The job is to find each line of the records below that includes the word "vest" and copy it.

→ **GIVEN DATA**:
+--
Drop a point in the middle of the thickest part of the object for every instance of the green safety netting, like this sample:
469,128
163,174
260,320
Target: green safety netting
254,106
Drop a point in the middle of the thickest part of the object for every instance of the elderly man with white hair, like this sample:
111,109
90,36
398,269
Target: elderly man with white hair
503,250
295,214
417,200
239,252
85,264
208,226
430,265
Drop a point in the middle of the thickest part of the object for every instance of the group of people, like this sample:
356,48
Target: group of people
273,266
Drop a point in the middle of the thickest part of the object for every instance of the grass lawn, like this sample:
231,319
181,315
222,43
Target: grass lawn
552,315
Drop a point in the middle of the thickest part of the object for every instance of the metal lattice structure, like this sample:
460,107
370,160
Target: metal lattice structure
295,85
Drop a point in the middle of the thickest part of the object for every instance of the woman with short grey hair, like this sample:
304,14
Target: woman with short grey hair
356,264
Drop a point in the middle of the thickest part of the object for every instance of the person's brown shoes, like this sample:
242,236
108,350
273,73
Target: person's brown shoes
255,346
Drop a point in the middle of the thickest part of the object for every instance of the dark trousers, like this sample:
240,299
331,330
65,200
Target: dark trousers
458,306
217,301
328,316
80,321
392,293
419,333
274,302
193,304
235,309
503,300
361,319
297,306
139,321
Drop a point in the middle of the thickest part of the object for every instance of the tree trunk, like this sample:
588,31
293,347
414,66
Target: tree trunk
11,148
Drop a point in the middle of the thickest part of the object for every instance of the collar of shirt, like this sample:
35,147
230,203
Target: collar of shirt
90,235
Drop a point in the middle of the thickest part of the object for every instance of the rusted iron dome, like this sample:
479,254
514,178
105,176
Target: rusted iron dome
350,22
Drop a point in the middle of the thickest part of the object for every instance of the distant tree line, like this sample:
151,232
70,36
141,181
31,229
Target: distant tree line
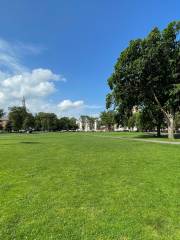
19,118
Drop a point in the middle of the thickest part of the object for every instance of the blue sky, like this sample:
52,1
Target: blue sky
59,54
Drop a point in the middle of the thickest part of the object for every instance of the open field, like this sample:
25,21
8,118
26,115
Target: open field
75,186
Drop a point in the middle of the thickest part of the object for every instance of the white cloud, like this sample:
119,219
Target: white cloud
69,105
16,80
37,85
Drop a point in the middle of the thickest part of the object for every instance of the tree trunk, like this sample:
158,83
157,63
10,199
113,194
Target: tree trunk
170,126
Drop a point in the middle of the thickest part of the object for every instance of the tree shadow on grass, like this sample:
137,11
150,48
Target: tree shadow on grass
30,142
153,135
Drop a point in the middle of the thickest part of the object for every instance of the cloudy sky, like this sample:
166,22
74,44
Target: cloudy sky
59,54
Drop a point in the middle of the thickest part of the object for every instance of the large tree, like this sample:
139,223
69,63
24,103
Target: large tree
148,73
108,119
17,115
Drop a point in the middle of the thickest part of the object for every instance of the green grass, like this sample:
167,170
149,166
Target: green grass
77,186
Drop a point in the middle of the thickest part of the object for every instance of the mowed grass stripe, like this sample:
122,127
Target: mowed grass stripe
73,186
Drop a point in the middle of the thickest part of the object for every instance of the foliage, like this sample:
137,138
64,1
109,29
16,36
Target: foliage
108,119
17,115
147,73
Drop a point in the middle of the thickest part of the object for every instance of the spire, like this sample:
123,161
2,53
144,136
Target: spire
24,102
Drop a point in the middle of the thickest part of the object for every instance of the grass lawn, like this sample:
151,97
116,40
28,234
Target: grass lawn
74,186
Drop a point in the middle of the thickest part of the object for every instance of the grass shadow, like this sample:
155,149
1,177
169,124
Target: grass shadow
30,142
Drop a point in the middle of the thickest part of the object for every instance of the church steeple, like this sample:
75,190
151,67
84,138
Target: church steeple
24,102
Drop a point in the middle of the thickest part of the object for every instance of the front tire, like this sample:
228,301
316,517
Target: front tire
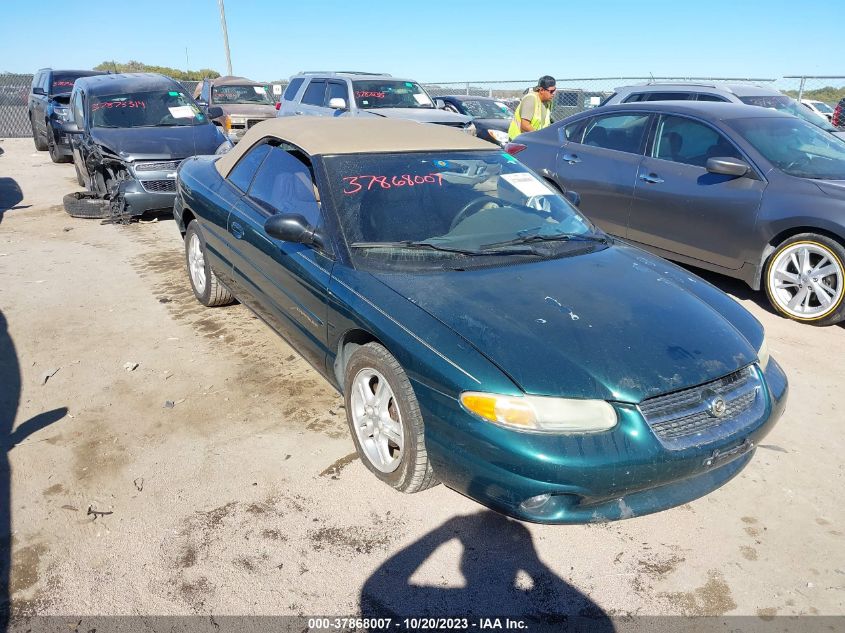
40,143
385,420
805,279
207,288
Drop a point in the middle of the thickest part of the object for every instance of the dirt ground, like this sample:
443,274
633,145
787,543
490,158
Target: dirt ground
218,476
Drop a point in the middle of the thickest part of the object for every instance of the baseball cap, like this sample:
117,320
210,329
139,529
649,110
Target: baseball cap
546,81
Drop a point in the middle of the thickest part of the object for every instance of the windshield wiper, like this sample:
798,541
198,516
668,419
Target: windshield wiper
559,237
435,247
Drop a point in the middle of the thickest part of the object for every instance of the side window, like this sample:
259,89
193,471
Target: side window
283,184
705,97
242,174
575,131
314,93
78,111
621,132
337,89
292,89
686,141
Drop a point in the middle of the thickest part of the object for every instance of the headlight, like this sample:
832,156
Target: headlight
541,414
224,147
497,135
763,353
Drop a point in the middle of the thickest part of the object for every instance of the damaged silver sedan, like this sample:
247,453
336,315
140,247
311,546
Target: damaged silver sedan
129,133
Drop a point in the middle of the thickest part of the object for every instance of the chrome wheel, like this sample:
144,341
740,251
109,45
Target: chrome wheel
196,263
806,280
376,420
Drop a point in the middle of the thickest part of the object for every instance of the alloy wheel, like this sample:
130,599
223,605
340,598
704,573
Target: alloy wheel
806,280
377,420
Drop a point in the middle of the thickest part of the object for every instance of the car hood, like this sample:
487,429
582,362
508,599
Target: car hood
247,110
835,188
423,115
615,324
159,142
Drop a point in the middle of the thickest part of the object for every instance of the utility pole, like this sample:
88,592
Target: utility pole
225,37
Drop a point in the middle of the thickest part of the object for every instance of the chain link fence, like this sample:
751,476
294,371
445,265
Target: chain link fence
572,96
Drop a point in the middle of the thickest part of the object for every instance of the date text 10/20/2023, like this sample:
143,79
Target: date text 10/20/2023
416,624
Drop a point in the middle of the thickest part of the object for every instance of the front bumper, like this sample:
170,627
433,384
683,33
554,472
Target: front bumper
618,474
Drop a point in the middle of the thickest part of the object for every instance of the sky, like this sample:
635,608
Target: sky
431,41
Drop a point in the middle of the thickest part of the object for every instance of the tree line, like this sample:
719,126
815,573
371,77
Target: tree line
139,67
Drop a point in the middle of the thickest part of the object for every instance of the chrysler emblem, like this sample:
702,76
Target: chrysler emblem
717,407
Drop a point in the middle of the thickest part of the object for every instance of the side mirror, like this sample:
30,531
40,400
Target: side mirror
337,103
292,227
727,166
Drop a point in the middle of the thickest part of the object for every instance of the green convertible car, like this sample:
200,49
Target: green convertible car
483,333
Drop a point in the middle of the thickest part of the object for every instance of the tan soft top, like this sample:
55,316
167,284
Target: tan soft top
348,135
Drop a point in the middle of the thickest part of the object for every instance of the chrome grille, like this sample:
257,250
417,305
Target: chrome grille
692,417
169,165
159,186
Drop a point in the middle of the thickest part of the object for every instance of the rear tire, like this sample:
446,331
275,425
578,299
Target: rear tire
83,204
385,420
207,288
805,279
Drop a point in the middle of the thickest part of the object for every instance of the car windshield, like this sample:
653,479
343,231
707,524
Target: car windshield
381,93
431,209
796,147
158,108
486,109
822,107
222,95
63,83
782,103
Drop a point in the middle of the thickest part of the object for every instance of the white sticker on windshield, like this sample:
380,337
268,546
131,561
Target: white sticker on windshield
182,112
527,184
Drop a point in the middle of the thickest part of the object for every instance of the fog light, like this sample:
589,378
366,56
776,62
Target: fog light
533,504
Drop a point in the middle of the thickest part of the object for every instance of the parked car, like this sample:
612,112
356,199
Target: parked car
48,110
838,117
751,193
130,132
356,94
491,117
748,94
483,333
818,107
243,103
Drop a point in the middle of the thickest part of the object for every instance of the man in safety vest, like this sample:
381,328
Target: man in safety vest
+--
→ **EXPECTED OUTPUT**:
Drop a point in the middle of the thickest part of the object for every instance of the man in safety vest, like this sample:
Target: man in safety vest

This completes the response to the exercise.